- [Verilen metin]:
--- --- ---

Kadın  cinayetlerinin psikolojik boyutu 
 Münevver Karabulut, Özgecan Aslan, Emine Bulut, Şule Cet, Aleyna Çakır, Pınar Gültekin  Aylin Sözer geçmişten bugüne değişen sadece isimler oldu.  Kiminin son sözcüğü ölmek istemiyorum oldu, kimi son sözünü söyleyemeden vahşice katledildi. 

Kadın derneklerinin açıkladığı rapora göre 2020 yılında 300 kadın bir erkek tarafından öldürüldü 173 kadının ölümü ise şüpheli olarak açıklandı. Söz konusu rapora göre 300 kadının 97’si evli olduğu erkek, 54’ü birlikte olduğu erkek, 38’i  tanıdık birisi 21’i eskiden evli olduğu erkek, 18,i oğlu, 17,si babası, 15,i akrabası 5’i kardeşi 3’ü tanımadığı birisi tarafından öldürüldü. 

Kadın cinayetlerinin son yıllarda bu kadar artış göstermesinin ve giderek artmaya devam etmesinin  birçok toplumsal, ekonomik, psikolojik sosyolojik gibi  nedeni olmakla birlikte biz daha çok psikolojik  ve toplumsal boyutunu konuşacağız. Yapılan araştırmalara bakıldığında bu cinayetleri işleyen faillerin çoğunda anti sosyal kişilik bozukluğu, dürtü bozukluğu, kişilik bozuklukları gibi birtakım psikiyatrik rahatsızlığı olduğunu ortaya koyar ama aynı zamanda hiçbir psikiyatrik problemi olmayan faillerde de kadın cinayetleri oranı azımsanamayacak kadar farklıdır. Bütün bunlar aslında bireysel sorunlardan çok kültürel ve toplumsal bir sorun olduğunu gösteriyor. Buradan baktığımız zaman sorunların  kadınları çoğunlukla kontrol etmeye çalışan, kendisini sevmediğinde sevme hakkı vermeyen, kendisiyle yaşamadığında yaşama hakkı sağlamayan ve bu kontrolü sağlayamayınca onu öldürmeye varan bir şiddetten bahsedebiliriz. Bu durumu ele aldığımızda ise kadını kontrol etme zihniyetinin çok öncelerine dayandığını rahatlıkla söyleyebiliriz.

--- --- ---

- [Veri satırları]:
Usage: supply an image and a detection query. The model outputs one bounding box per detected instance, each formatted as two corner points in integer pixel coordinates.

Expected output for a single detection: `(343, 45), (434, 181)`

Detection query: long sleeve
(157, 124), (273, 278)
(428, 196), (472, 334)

--- --- ---

- [Yapılacak iş]:
Kadın cinayetlerinin psikolojik boyutunu ele alan metne göre şu soruları yanıtlayın:
(a) Kadın derneklerinin açıkladığı rapora göre 2020 yılında kaç kadın bir erkek tarafından öldürüldü?
(b) Bu kadınlardan kaçı evli olduğu erkek tarafından öldürüldü?
(c) Araştırmalara göre bu cinayetleri işleyen faillerin çoğunda hangi psikiyatrik rahatsızlıklar görülüyor?
Kayıtların bu alıştırmada hiçbir rolü yoktur.

- [Alıştırmanın çözümü]:
(a) 2020 yılında 300 kadın bir erkek tarafından öldürüldü.
(b) Bu kadınlardan 97'si evli olduğu erkek tarafından öldürüldü.
(c) Faillerin çoğunda anti sosyal kişilik bozukluğu, dürtü bozukluğu ve kişilik bozuklukları görülüyor.